Saved data entries
========================================
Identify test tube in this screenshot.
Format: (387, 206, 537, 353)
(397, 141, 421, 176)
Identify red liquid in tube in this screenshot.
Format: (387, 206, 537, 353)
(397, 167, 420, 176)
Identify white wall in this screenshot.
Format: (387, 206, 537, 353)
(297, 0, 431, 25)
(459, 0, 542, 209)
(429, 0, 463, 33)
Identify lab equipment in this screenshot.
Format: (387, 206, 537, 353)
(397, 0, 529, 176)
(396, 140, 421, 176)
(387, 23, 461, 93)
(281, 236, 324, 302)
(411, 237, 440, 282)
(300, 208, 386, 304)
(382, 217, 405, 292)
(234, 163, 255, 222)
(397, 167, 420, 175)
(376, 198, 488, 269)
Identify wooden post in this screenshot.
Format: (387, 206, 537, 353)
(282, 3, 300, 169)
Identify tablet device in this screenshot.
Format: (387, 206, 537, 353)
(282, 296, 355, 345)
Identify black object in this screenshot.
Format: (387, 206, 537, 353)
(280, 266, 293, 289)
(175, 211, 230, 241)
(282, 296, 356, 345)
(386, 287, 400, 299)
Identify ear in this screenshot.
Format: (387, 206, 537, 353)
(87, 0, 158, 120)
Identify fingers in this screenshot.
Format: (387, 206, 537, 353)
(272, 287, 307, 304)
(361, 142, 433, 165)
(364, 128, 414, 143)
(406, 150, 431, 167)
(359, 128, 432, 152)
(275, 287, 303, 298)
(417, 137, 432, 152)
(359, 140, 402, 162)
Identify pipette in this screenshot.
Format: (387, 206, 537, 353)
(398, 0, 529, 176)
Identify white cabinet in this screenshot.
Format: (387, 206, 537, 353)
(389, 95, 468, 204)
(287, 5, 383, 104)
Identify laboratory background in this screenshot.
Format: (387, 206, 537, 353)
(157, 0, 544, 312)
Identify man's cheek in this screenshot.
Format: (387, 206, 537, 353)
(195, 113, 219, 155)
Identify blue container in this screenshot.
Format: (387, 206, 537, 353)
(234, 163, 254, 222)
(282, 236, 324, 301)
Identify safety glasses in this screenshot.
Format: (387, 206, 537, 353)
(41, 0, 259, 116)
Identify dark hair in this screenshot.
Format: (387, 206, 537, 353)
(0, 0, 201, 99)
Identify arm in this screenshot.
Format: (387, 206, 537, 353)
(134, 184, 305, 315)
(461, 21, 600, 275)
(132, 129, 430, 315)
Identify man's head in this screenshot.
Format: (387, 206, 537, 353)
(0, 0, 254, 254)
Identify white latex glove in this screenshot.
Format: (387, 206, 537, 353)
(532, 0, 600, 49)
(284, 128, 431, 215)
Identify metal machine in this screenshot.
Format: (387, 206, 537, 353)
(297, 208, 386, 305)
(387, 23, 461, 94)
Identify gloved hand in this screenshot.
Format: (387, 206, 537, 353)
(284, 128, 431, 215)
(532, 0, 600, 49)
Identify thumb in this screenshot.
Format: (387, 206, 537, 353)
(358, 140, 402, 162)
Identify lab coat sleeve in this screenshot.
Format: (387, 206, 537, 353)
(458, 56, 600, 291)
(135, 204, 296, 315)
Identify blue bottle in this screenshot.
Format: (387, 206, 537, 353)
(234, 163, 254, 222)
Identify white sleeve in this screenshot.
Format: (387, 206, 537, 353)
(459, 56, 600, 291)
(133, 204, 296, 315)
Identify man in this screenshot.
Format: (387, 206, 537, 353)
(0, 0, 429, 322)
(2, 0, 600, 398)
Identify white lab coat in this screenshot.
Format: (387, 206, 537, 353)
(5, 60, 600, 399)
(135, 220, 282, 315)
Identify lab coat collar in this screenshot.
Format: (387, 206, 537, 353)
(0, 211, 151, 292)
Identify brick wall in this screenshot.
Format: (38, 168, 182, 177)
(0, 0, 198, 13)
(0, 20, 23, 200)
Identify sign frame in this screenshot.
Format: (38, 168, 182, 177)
========================================
→ **What is needed**
Write down only the closing run of lines: the one containing "Identify brick wall in this screenshot." and every line after it to the end of the entries, exactly.

→ **Result**
Identify brick wall in this screenshot.
Format: (38, 168, 182, 177)
(0, 0, 198, 13)
(0, 20, 23, 200)
Identify sign frame in this screenshot.
Format: (38, 168, 182, 177)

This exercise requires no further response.